== Stated problem 1 ==
In the year-in-review text, reproduce verbatim the passage between "Indeed, 2016 has" and "of my bosses.", inclusive.
== Stated problem 2 ==
According to the year-in-review text, approximately how many business trips did the writer make in 2016?
== Stated problem 3 ==
List every thing the writer of the year-in-review text says they are thankful for.

== Reading text ==
It is a good tradition and good way to look back at the year.
Indeed, 2016 has been a year of change.
We started the year with the little boss still learning to walk and pulling us along as she walks (oh, such back breaking business 😂).. and suddenly, 2016 came to an end, and she's a proper little girl, always running and zooming around.
I have lost count of the number of business trips I've made in 2016 so I scrolled back to look at the Dayre entries and counted.. approximately 12.
In some months I made 3 trips, some months 2, some 1 and some none.
The number of trips I've taken is probably nothing as compared to that of my bosses.
I am thankful for the assignment change, for my wonderful bosses and team, for a job I enjoy doing.. but most importantly I'm thankful for the wonderful support I have at home.
Daddy day/night care, complete with daily updates of goofy pictures, loving pictures, and even #ootd pictures that I ask him to take.
Updates from my FIL, my dad and sister, and knowing that things at home are well taken care of by our helper.
And our darling little girl, who always welcomes me home with the biggest hug.
There were really rough patches, like in June.. straddling between business trips, a very sick baby, and also sick husband and helper.
There was no other way to go through it, except to dig deeper, and dig further.
Therein lies more strength and more resilience you might not know exist.

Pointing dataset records
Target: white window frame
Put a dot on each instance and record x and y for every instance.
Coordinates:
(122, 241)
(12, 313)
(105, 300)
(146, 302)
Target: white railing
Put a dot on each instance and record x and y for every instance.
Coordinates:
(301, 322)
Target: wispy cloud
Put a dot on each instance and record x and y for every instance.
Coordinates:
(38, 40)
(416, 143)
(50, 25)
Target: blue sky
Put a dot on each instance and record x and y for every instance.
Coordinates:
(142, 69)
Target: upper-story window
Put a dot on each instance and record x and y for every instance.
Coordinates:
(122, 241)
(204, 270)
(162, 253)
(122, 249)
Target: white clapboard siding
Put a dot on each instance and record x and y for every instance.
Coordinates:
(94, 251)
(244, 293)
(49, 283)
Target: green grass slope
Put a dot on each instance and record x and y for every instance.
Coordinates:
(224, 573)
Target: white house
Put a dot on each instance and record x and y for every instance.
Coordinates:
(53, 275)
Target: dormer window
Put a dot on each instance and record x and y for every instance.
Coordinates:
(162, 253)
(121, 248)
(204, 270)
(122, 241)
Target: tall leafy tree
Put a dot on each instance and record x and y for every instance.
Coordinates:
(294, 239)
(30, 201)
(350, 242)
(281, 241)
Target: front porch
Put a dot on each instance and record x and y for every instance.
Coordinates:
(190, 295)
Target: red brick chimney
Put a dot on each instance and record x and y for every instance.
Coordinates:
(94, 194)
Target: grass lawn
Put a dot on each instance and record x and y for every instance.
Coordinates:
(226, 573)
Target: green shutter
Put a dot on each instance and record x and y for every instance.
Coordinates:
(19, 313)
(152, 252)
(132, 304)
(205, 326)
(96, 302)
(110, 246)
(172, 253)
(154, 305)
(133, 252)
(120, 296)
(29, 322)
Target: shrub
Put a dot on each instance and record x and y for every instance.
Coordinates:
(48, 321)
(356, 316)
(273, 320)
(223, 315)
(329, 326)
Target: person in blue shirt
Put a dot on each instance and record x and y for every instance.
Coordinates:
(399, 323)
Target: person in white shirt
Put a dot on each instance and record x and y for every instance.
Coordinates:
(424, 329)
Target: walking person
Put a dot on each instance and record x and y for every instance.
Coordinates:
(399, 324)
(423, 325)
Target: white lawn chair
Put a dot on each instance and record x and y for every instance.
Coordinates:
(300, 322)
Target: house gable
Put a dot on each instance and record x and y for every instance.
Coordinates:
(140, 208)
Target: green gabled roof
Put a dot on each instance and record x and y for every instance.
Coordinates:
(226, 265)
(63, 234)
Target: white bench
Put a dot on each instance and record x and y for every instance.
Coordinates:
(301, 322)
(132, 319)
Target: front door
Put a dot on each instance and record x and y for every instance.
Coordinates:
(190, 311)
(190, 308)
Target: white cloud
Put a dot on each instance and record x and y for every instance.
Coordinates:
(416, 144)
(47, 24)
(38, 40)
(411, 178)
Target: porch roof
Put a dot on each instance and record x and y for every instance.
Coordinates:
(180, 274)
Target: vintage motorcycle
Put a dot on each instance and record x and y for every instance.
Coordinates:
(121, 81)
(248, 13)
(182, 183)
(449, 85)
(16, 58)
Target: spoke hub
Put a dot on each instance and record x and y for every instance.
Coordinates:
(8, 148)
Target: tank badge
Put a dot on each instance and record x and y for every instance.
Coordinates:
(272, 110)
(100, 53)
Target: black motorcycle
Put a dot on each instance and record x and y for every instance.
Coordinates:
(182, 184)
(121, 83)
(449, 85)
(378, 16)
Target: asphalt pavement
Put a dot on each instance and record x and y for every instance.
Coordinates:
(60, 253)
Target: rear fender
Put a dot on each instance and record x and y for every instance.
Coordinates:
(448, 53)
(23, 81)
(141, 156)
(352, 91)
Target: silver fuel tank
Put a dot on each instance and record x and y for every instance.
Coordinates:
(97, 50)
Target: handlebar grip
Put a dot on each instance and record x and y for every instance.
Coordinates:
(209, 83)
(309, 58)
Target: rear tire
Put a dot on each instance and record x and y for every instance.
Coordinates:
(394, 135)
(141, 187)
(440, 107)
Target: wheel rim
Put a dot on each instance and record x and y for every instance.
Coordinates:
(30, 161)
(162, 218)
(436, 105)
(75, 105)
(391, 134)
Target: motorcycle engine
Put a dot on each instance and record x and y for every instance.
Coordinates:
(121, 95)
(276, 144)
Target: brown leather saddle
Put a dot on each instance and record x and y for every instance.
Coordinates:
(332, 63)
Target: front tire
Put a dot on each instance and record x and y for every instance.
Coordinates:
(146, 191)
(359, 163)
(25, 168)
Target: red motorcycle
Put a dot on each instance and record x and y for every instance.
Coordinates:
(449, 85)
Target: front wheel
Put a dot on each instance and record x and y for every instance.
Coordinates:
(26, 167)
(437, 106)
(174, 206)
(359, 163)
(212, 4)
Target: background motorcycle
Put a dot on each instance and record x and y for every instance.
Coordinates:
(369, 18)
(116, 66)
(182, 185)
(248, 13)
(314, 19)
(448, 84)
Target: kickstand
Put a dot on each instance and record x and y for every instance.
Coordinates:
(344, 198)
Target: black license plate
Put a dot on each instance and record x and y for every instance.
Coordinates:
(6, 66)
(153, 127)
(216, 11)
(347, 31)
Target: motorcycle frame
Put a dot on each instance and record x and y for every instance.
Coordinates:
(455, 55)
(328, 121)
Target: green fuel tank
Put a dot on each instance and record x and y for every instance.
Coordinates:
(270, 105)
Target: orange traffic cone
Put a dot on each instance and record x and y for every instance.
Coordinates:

...

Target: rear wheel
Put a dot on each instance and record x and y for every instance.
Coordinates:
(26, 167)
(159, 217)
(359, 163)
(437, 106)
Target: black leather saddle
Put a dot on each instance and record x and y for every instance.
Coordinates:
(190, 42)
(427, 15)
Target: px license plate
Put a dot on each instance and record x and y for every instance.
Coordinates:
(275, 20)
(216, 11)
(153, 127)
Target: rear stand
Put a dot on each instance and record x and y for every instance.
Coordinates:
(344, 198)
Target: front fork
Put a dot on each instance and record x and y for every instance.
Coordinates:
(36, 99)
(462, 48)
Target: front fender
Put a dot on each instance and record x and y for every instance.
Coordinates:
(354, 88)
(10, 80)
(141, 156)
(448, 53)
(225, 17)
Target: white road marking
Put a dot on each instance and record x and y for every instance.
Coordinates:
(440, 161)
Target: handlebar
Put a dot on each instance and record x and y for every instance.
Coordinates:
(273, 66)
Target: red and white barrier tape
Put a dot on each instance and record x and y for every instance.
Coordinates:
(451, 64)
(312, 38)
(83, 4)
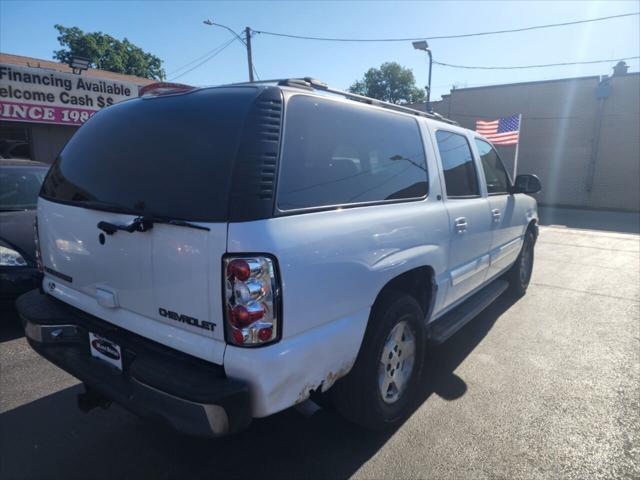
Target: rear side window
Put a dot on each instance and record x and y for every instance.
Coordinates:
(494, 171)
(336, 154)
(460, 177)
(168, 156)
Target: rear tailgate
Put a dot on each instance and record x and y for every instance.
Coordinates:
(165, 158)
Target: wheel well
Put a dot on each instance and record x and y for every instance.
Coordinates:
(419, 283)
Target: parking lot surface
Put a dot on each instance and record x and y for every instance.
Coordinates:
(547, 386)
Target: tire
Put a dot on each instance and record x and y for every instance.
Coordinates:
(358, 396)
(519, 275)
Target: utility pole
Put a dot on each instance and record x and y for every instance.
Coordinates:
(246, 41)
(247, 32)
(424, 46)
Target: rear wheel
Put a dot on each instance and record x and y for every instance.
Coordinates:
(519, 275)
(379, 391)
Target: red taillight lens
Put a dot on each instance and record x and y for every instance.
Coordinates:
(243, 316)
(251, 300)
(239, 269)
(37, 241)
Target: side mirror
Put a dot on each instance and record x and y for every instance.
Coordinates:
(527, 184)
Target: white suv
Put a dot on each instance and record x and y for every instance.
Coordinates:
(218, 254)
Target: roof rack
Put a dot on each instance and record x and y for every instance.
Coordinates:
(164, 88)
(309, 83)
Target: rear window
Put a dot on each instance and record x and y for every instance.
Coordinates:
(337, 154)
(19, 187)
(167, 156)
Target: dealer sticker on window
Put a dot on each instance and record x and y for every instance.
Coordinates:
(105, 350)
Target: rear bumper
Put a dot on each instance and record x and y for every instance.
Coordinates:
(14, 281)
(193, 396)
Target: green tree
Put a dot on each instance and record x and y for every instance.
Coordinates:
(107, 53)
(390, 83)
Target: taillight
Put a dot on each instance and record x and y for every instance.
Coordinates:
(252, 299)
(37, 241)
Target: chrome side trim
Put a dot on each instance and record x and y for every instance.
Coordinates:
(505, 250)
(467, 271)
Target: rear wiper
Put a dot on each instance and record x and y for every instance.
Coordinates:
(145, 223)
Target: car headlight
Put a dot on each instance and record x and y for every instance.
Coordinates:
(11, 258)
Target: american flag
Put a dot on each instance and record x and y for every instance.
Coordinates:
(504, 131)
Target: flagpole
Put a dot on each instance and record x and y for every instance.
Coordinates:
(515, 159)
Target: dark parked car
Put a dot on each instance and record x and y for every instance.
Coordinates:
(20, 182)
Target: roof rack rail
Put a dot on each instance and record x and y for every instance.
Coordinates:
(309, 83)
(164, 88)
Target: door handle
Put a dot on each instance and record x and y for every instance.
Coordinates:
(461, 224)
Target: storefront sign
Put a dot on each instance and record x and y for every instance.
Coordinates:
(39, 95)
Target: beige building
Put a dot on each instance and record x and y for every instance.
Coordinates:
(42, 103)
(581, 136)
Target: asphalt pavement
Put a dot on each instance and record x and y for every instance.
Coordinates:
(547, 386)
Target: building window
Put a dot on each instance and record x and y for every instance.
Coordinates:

--

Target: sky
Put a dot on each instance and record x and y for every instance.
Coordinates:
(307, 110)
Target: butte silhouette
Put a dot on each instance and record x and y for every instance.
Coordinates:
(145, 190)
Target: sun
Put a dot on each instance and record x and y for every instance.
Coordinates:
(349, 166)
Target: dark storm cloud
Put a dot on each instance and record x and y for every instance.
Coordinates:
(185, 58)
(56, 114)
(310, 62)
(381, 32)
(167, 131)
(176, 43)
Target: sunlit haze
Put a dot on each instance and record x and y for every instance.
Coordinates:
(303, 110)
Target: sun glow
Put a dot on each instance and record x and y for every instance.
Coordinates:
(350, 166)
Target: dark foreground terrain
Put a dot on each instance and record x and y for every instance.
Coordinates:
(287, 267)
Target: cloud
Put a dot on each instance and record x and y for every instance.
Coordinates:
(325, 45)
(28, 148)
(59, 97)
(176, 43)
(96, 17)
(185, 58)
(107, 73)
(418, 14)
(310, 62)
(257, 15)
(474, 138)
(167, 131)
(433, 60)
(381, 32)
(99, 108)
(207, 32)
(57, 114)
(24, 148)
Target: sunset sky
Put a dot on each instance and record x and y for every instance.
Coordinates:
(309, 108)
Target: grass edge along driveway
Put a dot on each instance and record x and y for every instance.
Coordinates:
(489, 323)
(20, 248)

== Exercise answer 1 ==
Indeed, 2016 has been a year of change.
We started the year with the little boss still learning to walk and pulling us along as she walks (oh, such back breaking business 😂).. and suddenly, 2016 came to an end, and she's a proper little girl, always running and zooming around.
I have lost count of the number of business trips I've made in 2016 so I scrolled back to look at the Dayre entries and counted.. approximately 12.
In some months I made 3 trips, some months 2, some 1 and some none.
The number of trips I've taken is probably nothing as compared to that of my bosses.

== Exercise answer 2 ==
Approximately 12.

== Exercise answer 3 ==
- The assignment change
- Their wonderful bosses and team
- A job they enjoy doing
- The wonderful support they have at home